== EXCERPT ==
════

Thursday, February 10, 2011

Five Contrasts: or, Removing Obstacles to Unbelief

Note Taylor’s qualifier and emphasis: “What I am trying to describe here is not a theory. Rather my target is our contemporary lived understanding; that is, the way we naively take things to be. We might say: the construal we live in, without ever being aware of it as a construal, or—for most of us—without ever even formulating it” (30). The reason it’s important to note this is because it is at this “level” that the shift has occurred: it is a shift in our naïve understanding, in what we take for granted (30-31).

i) Disenchantment and the “Buffered” Modern Self

This first element address the third “obstacle to unbelief.” Note what characterizes disenchantment for Taylor: it is the shift in the location of meaning from “the world” into “the mind” (30, 31). And minds are “bounded,” inward spaces.

But we need to appreciate how this differs from the “enchanted” understanding where all kinds of non-human things mean—are loaded and charged with meaning (32). And because of this, power resided in things (32, re: relics). As a result, “in the enchanted world, the line between personal agency and impersonal force was not at all clearly drawn” (32). There is a kind of blurring of boundaries so that it is not only personal agents that have causal power (35). This leads Taylor to describe such as porous (35). Just as premodern nature is always already intermixed with its beyond, and just as things are intermixed with mind, so the premodern self’s porosity means the self is essential vulnerable (and hence also “healable”)—we are essentially open to an outside (whether benevolent or malevolent). This sense of vulnerability,” Taylor concludes, “is one of the principal features which have gone with disenchantment” (36).

════

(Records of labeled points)

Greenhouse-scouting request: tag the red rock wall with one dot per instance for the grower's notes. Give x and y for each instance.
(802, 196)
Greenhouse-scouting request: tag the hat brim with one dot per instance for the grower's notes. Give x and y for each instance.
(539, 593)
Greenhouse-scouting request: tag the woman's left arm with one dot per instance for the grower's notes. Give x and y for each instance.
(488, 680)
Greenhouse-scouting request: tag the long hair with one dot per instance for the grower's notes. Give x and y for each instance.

════

== REQUEST 1 ==
In the post on disenchantment, where does Taylor say the location of meaning shifts from and to?
== REQUEST 2 ==
Please write the next part of the post on disenchantment, starting right after its final sentence.

== TASK RESULT 1 ==
From "the world" into "the mind."

== TASK RESULT 2 ==
So the modern self, in contrast to this “porous” premodern self, is a “buffered” self, insulated and isolated in its interiority (37), “giving its own autonomous order to its life” (38-39).

OK, so what does this have to do with our overarching question? Why would this make unbelief so hard in a premodern world? Taylor’s insight here is fascinating: in such an enchanted, porous world of vulnerable selves, “the prospect of rejecting God does not involve retiring to the safe redoubt of the buffered self, but rather chancing ourselves in the field of forces without him. […] In general, going against God is not an option in the enchanted world. That is one way the change to the buffered self has impinged” (41). In other words, it wasn’t enough to simply divest the worlds of spirits and demons; it was also necessary that the self be buffered and protected. Not until that positive shift came about does atheism/exclusive humanism become more “thinkable.”

ii) Communitarianism

“[L]iving in the enchanted, porous world of our ancestors was inherently living socially” (42). The good of a common weal is a collective good, dependent upon the social rituals of the community. “So we’re all in this together.” As a result, a premium is placed on consensus and “[t]urning ‘heretic’” is “not just a personal matter.” That is, there is no room for these matters to be ones of “private” preference. “This is something we constantly tend to forget,” Taylor notes, “when we look back condescendingly on the intolerance of earlier ages. As long as the common weal is bound up in collectives rites, devotions, allegiances, it couldn’t be seen just as an individual’s own business that he break ranks, even less that he blaspheme or try to desecrate the rite. There was immense common motivation to bring him back into line” (42). As a consequence, the social bond is sacred (43).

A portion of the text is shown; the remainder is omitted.